Records provided START

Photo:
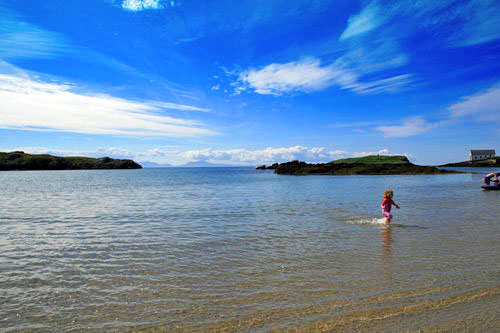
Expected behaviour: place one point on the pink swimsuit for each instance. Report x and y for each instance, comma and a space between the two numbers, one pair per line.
386, 211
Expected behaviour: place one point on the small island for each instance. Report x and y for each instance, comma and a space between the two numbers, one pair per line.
486, 163
19, 160
367, 165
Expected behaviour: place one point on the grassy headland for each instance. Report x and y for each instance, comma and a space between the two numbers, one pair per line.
19, 160
486, 163
367, 165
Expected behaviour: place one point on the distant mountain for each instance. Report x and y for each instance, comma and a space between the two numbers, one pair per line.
204, 164
146, 164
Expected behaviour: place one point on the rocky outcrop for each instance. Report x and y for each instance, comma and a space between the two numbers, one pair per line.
369, 165
264, 167
487, 163
18, 160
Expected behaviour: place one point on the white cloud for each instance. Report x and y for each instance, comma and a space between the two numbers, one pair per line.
308, 75
368, 19
410, 127
305, 75
230, 156
137, 5
26, 104
455, 23
484, 106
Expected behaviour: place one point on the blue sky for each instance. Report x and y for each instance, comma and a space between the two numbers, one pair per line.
250, 82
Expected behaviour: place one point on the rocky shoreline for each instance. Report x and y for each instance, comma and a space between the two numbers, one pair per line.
19, 160
487, 163
368, 165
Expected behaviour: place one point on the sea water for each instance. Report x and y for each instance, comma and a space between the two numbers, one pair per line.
244, 250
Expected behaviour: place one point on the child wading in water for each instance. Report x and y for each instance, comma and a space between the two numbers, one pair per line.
386, 205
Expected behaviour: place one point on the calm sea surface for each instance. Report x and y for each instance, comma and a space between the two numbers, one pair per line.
241, 250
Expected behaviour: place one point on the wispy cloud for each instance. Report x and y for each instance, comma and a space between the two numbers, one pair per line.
274, 79
457, 23
309, 75
26, 104
230, 156
483, 106
138, 5
410, 127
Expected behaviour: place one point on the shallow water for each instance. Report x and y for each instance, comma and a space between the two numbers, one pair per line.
241, 250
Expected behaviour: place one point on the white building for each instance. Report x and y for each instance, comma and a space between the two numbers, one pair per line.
481, 154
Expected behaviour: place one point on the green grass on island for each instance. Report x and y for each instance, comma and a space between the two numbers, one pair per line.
375, 159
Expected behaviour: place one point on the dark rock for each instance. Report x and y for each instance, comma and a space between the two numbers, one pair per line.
490, 162
22, 161
264, 167
383, 166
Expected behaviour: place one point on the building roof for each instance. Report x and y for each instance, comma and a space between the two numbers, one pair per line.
483, 152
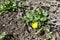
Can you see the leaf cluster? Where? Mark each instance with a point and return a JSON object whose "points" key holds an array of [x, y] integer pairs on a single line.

Records provided END

• **What to do**: Return every line of the records exactly as given, pictures excluded.

• **Problem solution**:
Photo:
Expected behaviour: place one point on the pink swimsuit for each instance. Report x and y for each instance, comma and a space between the two numbers, one pair per line.
386, 211
Expected behaviour: place one point on the small island for each instance. Report x and y for each instance, comma and a space between the two numbers, one pair per line.
486, 163
19, 160
367, 165
Expected behaviour: place one point on the grassy headland for each instance. Report x and y for each instance, comma and a space between the two numbers, one pair per line.
19, 160
486, 163
367, 165
Expected behaviour: place one point on the distant mountain for each instance. Report x and y for each instance, comma and a space between the two numbers, one pair per line.
204, 164
146, 164
Expected behaviour: place one point on the rocky outcrop for each instance. Report x and y for each instance, comma and a space between the two numbers, one pair per line.
369, 165
264, 167
487, 163
18, 160
Expected behaviour: place one point on the white cloud for each instance. Report x and y for each instance, comma and a space between the two numbers, one pair per line.
308, 75
368, 19
410, 127
305, 75
230, 156
137, 5
26, 104
455, 23
484, 106
Expected behaviour: place one point on the blue sky for each instance. Report x and y for each instance, comma and a space between the two numbers, one pair per line.
250, 82
Expected behaviour: place one point on the rocky shoreline for each instance. Report x and y for each instance, comma and a space between the two numbers, one pair per line.
19, 160
487, 163
368, 165
Expected behaviour: place one point on the sea water for each instance. Report x and y for each instance, comma and a space between the two numbers, one pair per line.
244, 250
Expected behaviour: place one point on the child wading in water for each instance. Report x and y for each instance, comma and a space between the two numbers, one pair per line.
386, 205
Expected behaviour: place one point on the calm sea surface for each instance. Report x and y for each instance, comma and a space between the two numbers, one pair per line.
241, 250
Expected behaviour: place one point on the wispy cloud for each instance. Report x and y for each instance, comma and a space between the two numbers, one pair per line.
274, 79
457, 23
309, 75
26, 104
230, 156
483, 106
138, 5
410, 127
Expected behaviour: place one point on the shallow water for each instance. Report x and y for each instance, comma and a space between the two numbers, one pair per line.
241, 250
Expected behaviour: place one point on the white building for each instance. Report x and y for each instance, comma and a space between the two numbers, one pair per line.
481, 154
Expected behaviour: place one point on the green grass on island for each instance. Report x and y for each instance, comma and a space between the two numbers, one pair per line.
375, 159
Expected behaviour: place one point on the dark rock for each instance. Report x and y for each instance, comma and a space between the two numbers, one pair per line.
490, 162
22, 161
264, 167
383, 166
Expected behaviour: place one point on the building roof for each instance. Report x and y for each instance, comma and a space between the two numbers, one pair per line.
483, 152
Can you see the leaf cluster? Where? Mark each instance with a point and return a JSON object whose "points" key holds an array of [x, y] integer pairs on a single line.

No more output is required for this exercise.